Selected excerpt |
____

United States District Court, S.D. Alabama, Southern Division

September 25, 2014

CYNTHIA A. WIBER, Plaintiff,
CAROLYN W. COLVIN, Social Security Commissioner, Defendant.


BERT W. MILLING, Jr., Magistrate Judge.

In this action under 42 U.S.C. §§ 405(g) and 1383(c)(3), Plaintiff seeks judicial review of an adverse social security ruling which denied claims for disability insurance benefits and Supplemental Security Income (hereinafter SSI ) (Docs. 1, 12). The parties filed written consent and this action has been referred to the undersigned Magistrate Judge to conduct all proceedings and order the entry of judgment in accordance with 28 U.S.C. § 636(c) and Fed.R.Civ.P. 73 ( see Doc. 18). Oral argument was waived in this action (Doc. 17). Upon consideration of the administrative record and the memoranda of the parties, it is ORDERED that the decision of the Commissioner be AFFIRMED and that this action be DISMISSED.

This Court is not free to reweigh the evidence or substitute its judgment for that of the Secretary of Health and Human Services, Bloodsworth v. Heckler, 703 F.2d 1233, 1239 (11th Cir. 1983), which must be supported by substantial evidence. Richardson v. Perales, 402 U.S. 389, 401 (1971). The substantial evidence test requires "that the decision under review be supported by evidence sufficient to justify a reasoning mind in accepting it; it is more than a scintilla, but less than a preponderance." Brady v. Heckler, 724 F.2d 914, 918 (11th Cir. 1984), quoting Jones v. Schweiker, 551 F.Supp. 205 (D. Md. 1982).

____

(Referring expression pointing data)
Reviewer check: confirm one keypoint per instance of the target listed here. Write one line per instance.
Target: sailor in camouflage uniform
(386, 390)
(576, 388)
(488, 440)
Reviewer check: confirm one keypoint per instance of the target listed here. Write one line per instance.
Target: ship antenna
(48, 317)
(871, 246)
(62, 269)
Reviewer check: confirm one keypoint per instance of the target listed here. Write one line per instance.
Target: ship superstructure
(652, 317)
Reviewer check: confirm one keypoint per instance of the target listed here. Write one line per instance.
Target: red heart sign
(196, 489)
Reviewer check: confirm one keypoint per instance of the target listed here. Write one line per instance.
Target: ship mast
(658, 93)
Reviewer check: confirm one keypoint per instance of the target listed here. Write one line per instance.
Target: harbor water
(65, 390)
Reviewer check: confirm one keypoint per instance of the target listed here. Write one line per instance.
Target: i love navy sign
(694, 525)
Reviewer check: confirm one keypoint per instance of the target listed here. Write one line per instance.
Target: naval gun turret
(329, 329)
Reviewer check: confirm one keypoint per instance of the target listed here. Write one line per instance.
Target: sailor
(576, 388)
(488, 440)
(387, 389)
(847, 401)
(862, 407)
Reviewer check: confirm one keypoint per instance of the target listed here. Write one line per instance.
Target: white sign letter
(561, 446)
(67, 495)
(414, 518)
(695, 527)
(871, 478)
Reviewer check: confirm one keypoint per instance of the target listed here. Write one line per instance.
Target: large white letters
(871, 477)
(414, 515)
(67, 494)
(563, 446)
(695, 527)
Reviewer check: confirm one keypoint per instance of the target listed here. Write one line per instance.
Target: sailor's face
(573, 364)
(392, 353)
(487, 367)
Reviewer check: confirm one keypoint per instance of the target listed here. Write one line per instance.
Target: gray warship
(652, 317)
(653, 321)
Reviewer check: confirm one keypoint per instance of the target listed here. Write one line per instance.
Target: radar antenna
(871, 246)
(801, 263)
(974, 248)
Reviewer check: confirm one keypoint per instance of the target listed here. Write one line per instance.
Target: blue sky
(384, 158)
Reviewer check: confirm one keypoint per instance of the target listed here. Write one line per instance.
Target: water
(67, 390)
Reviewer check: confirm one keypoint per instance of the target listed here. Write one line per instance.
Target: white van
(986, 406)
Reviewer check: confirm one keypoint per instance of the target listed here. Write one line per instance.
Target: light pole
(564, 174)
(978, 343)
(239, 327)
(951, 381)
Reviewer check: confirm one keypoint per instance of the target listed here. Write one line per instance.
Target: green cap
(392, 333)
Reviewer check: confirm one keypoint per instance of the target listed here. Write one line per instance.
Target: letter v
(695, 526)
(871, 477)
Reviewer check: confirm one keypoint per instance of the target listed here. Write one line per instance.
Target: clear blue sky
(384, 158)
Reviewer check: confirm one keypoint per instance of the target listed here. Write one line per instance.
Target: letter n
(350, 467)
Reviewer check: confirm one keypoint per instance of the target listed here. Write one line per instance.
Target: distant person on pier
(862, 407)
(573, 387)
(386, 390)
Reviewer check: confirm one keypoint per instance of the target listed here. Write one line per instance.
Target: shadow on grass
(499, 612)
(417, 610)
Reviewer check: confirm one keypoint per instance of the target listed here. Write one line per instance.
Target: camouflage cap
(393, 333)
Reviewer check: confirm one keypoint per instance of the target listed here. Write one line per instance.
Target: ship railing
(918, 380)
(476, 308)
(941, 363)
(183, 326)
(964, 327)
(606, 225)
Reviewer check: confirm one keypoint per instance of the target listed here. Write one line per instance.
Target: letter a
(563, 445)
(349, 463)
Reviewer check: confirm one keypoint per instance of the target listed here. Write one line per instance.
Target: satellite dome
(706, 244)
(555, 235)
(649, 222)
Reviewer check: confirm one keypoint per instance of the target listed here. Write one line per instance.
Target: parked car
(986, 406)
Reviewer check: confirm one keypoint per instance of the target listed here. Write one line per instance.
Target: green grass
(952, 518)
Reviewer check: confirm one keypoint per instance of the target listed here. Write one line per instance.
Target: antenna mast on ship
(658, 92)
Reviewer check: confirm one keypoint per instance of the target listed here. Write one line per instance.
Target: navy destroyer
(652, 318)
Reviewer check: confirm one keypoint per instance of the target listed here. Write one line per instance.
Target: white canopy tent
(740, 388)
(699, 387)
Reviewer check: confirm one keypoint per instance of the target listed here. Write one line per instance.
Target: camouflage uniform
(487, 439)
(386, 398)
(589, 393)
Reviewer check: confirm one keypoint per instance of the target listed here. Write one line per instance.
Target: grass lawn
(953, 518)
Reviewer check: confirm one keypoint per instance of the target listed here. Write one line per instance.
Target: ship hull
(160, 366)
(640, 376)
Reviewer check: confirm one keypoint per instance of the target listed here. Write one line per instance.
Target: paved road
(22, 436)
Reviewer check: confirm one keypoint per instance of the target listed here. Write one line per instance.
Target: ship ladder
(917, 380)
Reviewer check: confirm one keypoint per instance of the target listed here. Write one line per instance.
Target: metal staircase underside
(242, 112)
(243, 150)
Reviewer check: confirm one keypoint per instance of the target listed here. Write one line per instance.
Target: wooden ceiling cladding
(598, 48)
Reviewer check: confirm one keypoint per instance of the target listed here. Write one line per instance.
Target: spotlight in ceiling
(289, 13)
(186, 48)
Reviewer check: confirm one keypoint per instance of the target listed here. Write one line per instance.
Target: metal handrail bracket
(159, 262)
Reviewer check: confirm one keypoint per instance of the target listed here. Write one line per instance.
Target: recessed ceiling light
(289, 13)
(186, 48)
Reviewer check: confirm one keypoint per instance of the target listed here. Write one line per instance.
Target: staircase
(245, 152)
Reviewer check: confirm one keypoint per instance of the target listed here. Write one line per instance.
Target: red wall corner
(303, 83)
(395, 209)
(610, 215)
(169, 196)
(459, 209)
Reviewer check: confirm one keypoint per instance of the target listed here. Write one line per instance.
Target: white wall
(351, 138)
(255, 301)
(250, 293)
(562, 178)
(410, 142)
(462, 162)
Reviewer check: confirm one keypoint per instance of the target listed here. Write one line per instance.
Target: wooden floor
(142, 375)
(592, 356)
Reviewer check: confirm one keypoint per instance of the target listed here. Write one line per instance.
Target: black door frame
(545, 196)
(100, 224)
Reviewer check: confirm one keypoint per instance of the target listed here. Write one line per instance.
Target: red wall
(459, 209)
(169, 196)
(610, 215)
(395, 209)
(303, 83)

____

Required work |
(1) Answer these questions about the court opinion:
(a) Which magistrate judge is named?
(b) What did the court order regarding the Commissioner's decision and the action?
(c) According to the substantial evidence test, how much evidence is required?
(2) Copy the passage of the court opinion between "United States District" and "Jr., Magistrate Judge.", inclusive.

Per-task answers |
(1)
(a) Bert W. Milling, Jr.
(b) The decision was affirmed and the action was dismissed.
(c) More than a scintilla, but less than a preponderance.

(2)
United States District Court, S.D. Alabama, Southern Division

September 25, 2014

CYNTHIA A. WIBER, Plaintiff,
CAROLYN W. COLVIN, Social Security Commissioner, Defendant.


BERT W. MILLING, Jr., Magistrate Judge.